- _Exercise objective_
For the data below, report only the number of lines containing the string "alcove".

- _Stored entries_
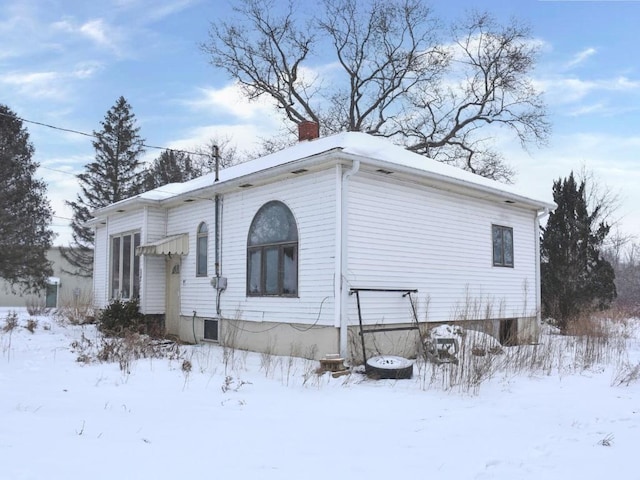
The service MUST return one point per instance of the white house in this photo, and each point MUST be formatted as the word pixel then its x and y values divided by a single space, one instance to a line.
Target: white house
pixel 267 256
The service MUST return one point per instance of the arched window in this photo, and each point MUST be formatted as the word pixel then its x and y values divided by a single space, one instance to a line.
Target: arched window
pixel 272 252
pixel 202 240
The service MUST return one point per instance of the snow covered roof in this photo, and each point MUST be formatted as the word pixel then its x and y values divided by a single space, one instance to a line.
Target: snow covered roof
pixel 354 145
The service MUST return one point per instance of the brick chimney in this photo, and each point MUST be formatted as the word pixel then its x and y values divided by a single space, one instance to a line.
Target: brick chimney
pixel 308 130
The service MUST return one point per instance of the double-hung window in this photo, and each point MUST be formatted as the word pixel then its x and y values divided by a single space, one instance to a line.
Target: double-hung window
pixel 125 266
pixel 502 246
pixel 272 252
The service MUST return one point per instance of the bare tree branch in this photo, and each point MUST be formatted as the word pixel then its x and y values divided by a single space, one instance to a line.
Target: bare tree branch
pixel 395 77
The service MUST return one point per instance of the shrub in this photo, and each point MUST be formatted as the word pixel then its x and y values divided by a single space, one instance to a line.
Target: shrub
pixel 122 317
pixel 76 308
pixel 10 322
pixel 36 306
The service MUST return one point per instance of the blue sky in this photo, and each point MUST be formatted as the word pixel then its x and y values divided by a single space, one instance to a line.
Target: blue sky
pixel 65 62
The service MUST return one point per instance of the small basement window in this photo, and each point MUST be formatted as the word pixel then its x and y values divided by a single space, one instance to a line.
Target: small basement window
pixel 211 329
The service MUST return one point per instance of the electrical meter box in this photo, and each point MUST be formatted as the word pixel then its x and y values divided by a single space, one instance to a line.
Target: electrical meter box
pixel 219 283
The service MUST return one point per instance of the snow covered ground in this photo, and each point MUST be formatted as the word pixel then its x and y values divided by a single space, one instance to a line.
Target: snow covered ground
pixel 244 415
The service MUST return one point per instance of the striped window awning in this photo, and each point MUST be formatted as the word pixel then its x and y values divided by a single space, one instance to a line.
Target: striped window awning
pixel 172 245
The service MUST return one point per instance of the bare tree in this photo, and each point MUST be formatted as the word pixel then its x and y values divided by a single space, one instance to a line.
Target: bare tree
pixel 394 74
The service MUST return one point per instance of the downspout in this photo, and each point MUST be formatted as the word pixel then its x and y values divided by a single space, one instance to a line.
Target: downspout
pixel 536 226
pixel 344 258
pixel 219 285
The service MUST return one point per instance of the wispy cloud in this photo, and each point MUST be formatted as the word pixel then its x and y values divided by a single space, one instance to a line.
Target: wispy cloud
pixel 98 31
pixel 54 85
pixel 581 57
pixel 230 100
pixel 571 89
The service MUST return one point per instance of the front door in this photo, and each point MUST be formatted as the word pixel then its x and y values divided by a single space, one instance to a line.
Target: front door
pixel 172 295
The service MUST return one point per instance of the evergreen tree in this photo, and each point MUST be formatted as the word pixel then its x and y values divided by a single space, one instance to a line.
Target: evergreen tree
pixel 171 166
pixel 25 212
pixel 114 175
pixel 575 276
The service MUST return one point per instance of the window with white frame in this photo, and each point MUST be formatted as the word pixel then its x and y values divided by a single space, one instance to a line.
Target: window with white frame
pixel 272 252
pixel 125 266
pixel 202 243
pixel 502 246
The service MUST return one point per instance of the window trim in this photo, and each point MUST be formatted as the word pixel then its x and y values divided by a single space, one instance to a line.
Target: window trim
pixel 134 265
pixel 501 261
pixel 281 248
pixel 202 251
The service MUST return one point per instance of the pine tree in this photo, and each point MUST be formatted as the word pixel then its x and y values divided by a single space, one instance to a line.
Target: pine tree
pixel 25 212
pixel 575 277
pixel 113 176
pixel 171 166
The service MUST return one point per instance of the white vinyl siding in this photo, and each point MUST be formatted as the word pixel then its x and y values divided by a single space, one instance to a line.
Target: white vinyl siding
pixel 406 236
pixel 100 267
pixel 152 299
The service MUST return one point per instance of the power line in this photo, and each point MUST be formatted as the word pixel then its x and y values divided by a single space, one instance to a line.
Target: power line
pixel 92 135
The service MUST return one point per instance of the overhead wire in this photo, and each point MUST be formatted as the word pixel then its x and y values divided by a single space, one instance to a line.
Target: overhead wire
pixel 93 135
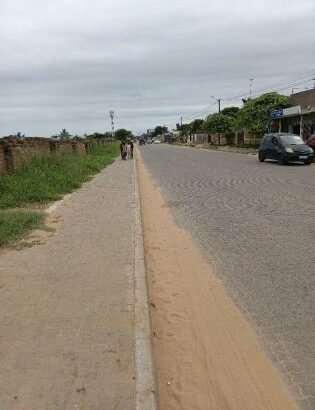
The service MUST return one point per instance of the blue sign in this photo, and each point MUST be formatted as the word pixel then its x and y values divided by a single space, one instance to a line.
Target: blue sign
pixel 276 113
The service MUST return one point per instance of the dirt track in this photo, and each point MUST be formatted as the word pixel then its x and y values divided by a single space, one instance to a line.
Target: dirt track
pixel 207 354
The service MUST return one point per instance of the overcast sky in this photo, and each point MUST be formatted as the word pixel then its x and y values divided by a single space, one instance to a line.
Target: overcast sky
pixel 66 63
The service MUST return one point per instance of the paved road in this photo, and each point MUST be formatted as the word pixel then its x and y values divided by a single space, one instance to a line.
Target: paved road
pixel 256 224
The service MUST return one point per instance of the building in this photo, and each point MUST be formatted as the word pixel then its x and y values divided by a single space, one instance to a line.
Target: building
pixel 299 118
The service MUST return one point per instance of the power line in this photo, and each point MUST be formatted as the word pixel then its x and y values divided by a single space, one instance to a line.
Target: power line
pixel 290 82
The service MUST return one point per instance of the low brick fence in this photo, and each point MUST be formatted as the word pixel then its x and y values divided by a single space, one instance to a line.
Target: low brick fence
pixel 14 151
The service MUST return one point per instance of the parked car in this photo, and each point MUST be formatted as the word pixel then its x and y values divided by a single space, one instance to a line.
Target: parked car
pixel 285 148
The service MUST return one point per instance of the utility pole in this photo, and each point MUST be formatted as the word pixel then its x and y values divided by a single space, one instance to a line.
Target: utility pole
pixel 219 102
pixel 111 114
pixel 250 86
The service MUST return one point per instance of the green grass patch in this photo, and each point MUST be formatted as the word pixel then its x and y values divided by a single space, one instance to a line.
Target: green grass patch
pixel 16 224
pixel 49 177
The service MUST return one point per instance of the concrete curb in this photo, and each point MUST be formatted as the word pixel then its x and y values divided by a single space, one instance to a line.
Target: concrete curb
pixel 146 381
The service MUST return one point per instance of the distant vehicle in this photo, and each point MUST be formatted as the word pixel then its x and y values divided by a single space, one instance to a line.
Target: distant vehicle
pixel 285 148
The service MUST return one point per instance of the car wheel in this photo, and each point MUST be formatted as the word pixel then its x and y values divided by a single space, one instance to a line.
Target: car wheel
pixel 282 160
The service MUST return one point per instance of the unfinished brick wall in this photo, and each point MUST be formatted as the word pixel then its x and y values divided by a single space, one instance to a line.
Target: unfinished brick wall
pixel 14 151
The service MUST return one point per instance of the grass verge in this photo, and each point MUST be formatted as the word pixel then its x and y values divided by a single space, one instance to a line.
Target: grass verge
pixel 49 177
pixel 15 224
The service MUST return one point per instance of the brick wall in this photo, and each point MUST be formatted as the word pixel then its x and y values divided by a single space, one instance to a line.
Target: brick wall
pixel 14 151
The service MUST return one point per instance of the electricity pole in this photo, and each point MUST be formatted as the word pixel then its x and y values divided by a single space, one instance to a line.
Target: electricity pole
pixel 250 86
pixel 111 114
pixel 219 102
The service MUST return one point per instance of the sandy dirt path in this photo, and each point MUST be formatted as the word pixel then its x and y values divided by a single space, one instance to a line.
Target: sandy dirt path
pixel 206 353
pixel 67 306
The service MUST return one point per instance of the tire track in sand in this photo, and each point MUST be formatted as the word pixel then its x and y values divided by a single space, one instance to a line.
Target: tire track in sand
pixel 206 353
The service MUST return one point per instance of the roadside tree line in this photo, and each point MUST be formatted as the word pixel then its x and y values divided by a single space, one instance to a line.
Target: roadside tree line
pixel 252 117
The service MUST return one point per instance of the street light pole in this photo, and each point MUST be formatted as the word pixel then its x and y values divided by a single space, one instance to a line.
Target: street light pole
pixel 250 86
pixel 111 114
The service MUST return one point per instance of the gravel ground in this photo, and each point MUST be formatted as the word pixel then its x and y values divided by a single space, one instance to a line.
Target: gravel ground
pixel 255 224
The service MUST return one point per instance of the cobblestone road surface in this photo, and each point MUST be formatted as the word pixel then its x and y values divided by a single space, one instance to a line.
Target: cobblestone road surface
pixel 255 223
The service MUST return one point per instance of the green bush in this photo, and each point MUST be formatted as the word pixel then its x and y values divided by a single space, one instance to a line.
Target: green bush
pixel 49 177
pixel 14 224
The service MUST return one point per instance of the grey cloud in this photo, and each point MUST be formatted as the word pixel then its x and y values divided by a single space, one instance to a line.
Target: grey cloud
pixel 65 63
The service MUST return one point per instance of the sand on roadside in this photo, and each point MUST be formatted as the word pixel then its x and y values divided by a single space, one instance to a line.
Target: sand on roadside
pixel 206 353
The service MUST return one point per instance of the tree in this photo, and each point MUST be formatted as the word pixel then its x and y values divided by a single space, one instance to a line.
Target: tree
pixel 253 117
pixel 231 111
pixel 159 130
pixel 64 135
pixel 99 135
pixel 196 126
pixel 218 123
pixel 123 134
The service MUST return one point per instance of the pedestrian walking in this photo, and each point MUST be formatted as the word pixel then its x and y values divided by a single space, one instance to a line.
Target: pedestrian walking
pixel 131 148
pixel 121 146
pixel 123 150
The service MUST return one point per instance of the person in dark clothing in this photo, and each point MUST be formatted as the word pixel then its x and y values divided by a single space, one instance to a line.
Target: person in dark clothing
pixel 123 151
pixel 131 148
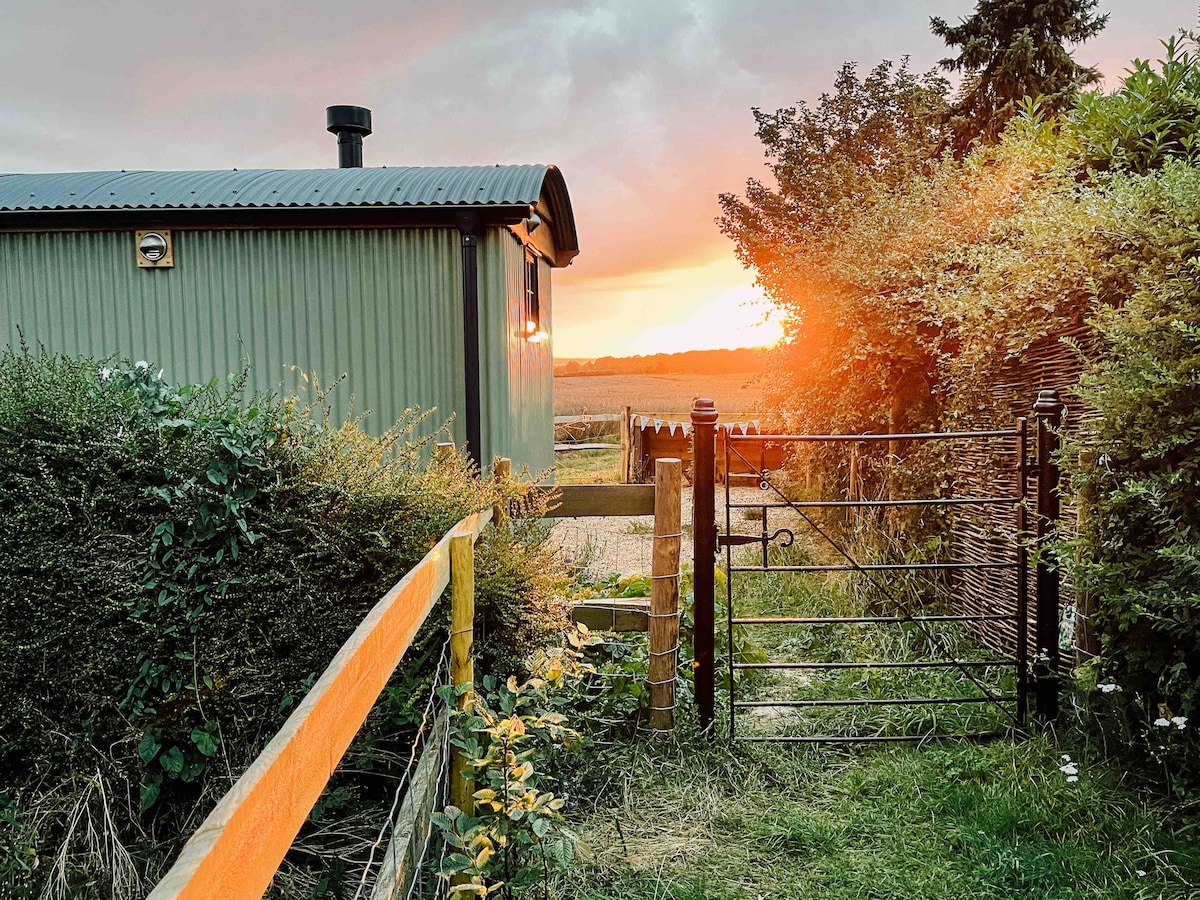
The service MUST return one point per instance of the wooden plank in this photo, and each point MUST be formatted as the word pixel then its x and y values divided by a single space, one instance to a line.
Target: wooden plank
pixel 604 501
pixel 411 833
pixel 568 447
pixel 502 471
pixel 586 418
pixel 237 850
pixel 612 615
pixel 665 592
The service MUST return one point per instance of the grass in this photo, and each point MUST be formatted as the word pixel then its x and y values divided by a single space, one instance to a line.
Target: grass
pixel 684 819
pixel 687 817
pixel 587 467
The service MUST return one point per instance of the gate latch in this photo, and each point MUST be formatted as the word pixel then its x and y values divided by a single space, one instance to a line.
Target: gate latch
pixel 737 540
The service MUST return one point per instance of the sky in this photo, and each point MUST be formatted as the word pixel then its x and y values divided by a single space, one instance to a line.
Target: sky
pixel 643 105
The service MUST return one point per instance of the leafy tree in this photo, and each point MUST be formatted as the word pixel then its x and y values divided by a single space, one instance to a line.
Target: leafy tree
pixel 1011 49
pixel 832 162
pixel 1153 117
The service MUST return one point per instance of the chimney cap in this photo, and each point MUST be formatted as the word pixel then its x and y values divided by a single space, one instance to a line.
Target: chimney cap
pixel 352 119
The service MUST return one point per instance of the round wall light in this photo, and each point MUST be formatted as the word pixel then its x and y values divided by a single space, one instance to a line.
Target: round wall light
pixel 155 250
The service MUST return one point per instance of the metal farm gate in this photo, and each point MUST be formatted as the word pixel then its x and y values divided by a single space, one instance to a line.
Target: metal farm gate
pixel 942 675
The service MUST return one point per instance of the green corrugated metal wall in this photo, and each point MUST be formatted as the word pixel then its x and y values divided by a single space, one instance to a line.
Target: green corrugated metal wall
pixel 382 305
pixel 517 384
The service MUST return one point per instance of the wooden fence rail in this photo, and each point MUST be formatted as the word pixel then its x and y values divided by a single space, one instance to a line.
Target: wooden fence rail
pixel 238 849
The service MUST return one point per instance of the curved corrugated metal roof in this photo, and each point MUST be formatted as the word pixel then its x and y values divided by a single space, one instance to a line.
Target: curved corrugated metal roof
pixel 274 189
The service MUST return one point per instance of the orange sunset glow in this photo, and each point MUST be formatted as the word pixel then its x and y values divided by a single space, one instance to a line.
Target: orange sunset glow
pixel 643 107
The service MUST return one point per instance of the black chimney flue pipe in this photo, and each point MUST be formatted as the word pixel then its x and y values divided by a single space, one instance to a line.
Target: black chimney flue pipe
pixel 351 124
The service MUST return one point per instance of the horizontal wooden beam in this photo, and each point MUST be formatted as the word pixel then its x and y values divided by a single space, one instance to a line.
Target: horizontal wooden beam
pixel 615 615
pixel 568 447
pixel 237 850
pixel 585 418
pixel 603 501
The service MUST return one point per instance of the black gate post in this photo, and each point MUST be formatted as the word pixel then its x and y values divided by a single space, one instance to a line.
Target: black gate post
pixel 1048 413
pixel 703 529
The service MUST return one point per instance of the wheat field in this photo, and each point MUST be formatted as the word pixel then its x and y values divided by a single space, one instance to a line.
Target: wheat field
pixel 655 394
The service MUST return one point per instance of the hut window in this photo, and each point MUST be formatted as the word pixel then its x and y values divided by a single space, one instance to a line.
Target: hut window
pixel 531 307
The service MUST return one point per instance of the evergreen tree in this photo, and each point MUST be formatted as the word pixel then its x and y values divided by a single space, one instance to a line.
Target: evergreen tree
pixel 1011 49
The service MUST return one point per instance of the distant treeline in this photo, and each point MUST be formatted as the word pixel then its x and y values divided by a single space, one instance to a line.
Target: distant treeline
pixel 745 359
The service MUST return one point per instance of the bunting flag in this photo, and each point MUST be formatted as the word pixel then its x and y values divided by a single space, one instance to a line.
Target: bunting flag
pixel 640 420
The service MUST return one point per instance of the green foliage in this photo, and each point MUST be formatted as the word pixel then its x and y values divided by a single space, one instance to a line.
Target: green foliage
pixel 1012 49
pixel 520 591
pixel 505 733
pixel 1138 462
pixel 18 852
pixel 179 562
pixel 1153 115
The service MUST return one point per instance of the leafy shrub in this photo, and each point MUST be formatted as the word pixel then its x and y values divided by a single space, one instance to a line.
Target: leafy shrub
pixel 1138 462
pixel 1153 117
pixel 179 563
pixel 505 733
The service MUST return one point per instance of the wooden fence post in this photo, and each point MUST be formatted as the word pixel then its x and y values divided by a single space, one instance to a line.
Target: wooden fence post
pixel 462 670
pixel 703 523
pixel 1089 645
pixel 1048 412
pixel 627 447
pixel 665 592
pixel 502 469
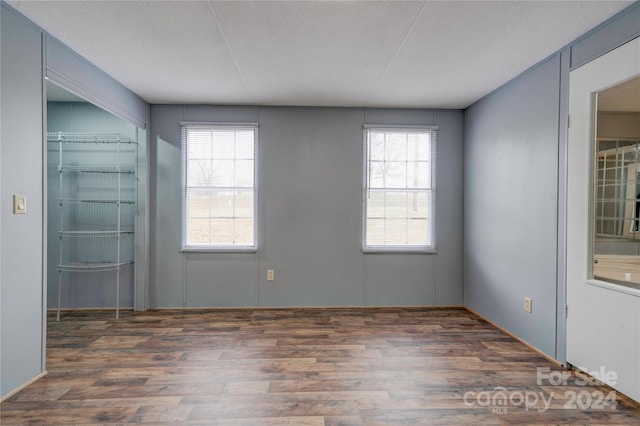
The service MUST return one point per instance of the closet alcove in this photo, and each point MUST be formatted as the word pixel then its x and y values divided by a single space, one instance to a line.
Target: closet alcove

- _Output for this exercise_
2